Exercise prompt → The line containing "painted cinder block" marks the start; repeat it and every following line exactly through the end of the entries.
[Information provided Boundary: Start]
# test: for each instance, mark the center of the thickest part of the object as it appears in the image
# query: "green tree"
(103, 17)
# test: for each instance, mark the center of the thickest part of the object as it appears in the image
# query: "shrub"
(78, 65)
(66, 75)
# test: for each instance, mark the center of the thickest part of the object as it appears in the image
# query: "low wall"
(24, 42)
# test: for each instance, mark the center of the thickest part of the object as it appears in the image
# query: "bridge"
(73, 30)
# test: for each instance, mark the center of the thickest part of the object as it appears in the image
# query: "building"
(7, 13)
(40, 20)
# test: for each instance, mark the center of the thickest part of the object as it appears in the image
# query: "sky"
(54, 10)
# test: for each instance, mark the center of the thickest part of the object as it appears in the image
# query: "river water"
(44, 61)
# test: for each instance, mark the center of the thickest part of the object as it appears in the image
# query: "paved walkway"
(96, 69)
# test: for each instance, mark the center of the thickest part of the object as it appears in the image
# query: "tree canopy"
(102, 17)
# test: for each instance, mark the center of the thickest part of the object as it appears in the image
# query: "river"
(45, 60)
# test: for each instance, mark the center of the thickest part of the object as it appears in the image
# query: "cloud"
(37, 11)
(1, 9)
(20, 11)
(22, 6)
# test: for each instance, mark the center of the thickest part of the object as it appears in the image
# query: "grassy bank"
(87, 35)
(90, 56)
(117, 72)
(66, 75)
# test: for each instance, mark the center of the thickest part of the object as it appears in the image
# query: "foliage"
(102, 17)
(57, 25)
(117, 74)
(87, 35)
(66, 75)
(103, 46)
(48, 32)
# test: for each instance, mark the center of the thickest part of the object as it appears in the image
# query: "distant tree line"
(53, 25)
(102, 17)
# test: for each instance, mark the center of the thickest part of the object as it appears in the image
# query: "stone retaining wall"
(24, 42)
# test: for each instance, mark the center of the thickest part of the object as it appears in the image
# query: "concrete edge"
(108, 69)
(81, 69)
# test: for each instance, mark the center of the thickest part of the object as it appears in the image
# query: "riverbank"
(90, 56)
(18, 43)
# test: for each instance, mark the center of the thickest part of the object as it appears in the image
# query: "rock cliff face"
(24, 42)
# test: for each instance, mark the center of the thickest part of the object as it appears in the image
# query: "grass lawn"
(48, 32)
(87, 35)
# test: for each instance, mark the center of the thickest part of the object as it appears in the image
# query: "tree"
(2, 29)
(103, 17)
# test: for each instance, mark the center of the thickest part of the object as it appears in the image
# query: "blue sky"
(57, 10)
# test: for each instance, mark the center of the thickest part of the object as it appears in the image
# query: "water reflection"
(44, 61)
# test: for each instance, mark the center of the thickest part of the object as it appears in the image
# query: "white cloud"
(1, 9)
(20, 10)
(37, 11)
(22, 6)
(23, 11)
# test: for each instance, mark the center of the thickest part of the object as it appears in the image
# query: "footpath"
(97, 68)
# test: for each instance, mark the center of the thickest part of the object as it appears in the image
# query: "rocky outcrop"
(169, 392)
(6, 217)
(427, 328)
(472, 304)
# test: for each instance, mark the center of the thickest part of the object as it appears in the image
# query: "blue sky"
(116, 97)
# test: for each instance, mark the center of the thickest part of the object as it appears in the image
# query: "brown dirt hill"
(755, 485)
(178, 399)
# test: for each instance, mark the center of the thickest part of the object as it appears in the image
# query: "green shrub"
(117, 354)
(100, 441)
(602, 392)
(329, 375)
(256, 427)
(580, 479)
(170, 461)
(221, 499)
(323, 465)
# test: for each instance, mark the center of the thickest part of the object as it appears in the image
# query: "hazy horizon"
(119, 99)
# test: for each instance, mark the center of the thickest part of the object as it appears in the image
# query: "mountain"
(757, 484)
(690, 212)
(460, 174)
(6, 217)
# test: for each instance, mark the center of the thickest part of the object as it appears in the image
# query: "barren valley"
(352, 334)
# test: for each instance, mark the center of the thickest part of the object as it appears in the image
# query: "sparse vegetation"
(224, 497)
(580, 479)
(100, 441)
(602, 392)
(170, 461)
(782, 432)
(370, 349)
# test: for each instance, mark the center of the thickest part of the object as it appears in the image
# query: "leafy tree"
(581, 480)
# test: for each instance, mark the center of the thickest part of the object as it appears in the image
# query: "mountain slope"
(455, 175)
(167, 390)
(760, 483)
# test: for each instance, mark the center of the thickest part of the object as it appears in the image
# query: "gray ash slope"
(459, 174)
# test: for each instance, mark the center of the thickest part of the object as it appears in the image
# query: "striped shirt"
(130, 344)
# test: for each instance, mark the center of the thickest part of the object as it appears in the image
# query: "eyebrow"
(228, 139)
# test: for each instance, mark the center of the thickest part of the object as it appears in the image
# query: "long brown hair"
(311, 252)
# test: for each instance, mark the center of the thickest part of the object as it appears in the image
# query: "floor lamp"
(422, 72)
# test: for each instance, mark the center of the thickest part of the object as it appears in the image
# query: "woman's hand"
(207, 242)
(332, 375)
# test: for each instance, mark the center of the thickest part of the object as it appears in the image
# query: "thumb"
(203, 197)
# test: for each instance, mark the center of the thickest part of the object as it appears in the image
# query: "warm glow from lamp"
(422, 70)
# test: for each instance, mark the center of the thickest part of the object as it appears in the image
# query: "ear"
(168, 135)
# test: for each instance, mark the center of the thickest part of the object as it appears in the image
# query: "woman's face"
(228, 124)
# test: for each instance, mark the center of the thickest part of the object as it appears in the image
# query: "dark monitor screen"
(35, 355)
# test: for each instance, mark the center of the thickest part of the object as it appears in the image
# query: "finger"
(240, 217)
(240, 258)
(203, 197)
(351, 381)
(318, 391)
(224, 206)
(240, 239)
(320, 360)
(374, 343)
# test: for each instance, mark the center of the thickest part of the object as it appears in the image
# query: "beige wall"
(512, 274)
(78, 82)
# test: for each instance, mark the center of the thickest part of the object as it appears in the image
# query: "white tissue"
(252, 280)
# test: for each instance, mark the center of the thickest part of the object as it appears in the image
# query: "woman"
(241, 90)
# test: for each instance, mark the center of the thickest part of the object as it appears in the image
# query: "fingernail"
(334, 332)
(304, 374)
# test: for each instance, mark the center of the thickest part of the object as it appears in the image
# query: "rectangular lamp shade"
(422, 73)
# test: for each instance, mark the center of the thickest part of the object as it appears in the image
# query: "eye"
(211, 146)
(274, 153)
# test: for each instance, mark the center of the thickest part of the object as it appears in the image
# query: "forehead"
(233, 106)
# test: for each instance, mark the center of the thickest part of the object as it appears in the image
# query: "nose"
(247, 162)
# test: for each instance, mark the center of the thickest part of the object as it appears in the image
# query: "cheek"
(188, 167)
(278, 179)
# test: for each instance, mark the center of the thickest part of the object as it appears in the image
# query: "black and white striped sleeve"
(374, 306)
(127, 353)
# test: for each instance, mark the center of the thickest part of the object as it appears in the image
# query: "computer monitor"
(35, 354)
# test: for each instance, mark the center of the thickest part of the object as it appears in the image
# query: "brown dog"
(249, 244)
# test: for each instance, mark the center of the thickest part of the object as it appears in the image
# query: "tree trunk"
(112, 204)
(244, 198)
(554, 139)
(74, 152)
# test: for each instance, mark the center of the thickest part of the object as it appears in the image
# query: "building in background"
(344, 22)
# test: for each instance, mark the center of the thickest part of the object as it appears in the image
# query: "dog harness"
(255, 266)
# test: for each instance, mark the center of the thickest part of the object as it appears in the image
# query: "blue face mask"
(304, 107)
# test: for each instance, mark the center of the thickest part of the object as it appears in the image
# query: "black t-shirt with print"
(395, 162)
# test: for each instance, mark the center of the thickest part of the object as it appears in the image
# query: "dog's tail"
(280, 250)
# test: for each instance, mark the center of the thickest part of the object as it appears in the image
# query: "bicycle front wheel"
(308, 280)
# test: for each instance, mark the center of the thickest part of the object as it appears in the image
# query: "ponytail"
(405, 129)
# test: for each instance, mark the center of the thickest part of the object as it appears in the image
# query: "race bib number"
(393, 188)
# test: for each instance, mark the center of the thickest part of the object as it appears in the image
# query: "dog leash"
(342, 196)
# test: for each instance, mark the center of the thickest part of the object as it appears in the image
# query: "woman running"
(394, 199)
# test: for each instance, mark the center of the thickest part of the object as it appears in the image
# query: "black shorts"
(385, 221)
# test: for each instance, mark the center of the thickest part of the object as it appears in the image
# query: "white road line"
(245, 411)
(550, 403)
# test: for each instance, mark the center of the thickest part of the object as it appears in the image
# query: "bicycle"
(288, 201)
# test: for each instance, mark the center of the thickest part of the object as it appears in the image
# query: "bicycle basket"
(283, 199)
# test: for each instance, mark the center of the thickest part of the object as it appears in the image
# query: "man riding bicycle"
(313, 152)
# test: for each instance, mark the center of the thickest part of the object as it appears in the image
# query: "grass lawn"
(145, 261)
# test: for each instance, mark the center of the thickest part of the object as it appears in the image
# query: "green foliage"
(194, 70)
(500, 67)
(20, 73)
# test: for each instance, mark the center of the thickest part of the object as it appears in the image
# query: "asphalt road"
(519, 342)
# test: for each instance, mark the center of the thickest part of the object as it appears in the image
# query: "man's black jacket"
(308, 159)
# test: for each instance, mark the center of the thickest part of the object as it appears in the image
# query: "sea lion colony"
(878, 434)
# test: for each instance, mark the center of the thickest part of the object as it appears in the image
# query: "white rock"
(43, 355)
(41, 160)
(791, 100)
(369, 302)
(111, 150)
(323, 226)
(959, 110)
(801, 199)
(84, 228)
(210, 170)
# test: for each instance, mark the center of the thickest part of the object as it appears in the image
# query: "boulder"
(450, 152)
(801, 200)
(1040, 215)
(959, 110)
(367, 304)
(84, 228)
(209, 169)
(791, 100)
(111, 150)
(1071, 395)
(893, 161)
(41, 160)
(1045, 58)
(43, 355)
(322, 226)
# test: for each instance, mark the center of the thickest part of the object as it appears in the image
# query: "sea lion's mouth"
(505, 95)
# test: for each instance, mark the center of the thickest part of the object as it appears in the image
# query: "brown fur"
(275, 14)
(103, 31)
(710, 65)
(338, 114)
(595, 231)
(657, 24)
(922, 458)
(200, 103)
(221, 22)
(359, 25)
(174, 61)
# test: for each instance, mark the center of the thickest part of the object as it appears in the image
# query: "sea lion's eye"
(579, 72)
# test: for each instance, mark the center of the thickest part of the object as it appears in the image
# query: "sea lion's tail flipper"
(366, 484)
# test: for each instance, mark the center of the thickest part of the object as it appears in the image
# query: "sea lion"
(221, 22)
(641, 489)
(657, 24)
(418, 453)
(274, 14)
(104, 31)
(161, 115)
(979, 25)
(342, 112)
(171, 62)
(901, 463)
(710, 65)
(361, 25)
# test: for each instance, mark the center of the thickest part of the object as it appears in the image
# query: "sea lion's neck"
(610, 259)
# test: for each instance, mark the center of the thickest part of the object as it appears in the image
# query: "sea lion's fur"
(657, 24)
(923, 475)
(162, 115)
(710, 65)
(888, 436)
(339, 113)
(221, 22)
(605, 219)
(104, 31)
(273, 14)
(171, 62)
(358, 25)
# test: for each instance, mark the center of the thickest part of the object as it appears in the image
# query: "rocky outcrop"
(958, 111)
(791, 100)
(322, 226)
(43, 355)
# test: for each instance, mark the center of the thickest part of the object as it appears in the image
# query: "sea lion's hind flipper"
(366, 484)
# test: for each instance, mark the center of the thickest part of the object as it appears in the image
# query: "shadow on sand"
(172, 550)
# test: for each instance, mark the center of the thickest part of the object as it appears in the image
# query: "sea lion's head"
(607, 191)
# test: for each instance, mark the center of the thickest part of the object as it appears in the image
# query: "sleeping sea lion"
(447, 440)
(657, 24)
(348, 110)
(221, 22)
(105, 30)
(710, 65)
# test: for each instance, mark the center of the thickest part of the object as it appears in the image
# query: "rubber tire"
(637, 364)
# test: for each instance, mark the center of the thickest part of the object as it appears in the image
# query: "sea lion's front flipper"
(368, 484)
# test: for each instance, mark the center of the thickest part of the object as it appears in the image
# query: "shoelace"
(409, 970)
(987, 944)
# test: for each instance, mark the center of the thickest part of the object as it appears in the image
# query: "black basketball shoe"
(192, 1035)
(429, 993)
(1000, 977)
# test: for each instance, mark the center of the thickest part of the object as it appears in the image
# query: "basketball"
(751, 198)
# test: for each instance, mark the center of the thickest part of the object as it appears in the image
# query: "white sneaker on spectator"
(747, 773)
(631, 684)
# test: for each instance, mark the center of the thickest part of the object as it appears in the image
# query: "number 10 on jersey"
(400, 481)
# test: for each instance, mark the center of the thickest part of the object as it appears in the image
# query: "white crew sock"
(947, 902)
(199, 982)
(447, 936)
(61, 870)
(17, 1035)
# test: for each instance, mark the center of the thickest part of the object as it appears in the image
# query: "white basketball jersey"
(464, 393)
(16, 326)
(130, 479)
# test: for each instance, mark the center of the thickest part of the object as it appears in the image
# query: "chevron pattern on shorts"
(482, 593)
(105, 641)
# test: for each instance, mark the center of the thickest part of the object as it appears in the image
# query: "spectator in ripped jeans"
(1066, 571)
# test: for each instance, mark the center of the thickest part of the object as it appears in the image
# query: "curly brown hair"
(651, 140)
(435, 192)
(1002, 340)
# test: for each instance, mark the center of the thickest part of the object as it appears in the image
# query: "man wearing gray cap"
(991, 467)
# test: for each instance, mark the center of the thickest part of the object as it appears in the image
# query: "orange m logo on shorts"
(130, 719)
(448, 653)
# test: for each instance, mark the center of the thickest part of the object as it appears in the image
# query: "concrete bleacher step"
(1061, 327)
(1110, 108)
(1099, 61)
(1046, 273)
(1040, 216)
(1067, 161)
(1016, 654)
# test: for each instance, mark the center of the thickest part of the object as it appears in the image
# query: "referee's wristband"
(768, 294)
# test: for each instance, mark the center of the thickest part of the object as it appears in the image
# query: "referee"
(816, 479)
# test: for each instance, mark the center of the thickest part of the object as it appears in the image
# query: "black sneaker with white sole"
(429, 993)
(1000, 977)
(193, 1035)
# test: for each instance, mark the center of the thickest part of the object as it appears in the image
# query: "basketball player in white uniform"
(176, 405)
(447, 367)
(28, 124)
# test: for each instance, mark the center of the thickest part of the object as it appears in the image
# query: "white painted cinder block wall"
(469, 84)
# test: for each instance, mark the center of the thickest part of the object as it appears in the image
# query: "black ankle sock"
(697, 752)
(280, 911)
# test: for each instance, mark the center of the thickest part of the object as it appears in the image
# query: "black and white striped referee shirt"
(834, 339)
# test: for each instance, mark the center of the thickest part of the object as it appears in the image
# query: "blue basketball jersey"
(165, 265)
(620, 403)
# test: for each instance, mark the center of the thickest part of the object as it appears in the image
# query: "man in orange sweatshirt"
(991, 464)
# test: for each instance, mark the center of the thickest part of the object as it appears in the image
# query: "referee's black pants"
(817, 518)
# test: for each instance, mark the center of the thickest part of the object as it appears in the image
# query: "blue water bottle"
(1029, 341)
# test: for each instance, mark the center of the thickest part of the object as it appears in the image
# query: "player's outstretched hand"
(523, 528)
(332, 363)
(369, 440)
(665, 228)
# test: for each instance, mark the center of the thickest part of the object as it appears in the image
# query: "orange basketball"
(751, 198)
[Information provided Boundary: End]
Response area →
# query: "white painted cinder block wall"
(469, 84)
# test: for each instance, mark the center of the thickest part of the object as it appears in the image
# query: "black ankle sock"
(697, 752)
(280, 911)
# test: for each instance, mark the center of the thickest part of the object as it appears in the image
# query: "black and white striped referee shirt"
(834, 339)
# test: for each instance, mark the center of the thickest part of the object as it appears in the image
# query: "blue basketball jersey"
(165, 265)
(620, 403)
# test: for each instance, mark the center of the thickest part of the object as it appears in the image
# query: "man in orange sweatshirt"
(991, 464)
# test: for each instance, mark the center of the thickest part of the object as it appears in the image
# query: "referee's black pants"
(817, 518)
# test: for each instance, mark the center of the thickest part of the object as it appears in the image
# query: "blue water bottle"
(1029, 341)
# test: for each instance, mark the center of the thickest part of the object as it appears in the image
# query: "player's outstretched hand"
(523, 528)
(332, 363)
(369, 440)
(665, 228)
# test: for each instance, mark the center of the thickest part of the object as it appears in the image
# query: "orange basketball"
(751, 198)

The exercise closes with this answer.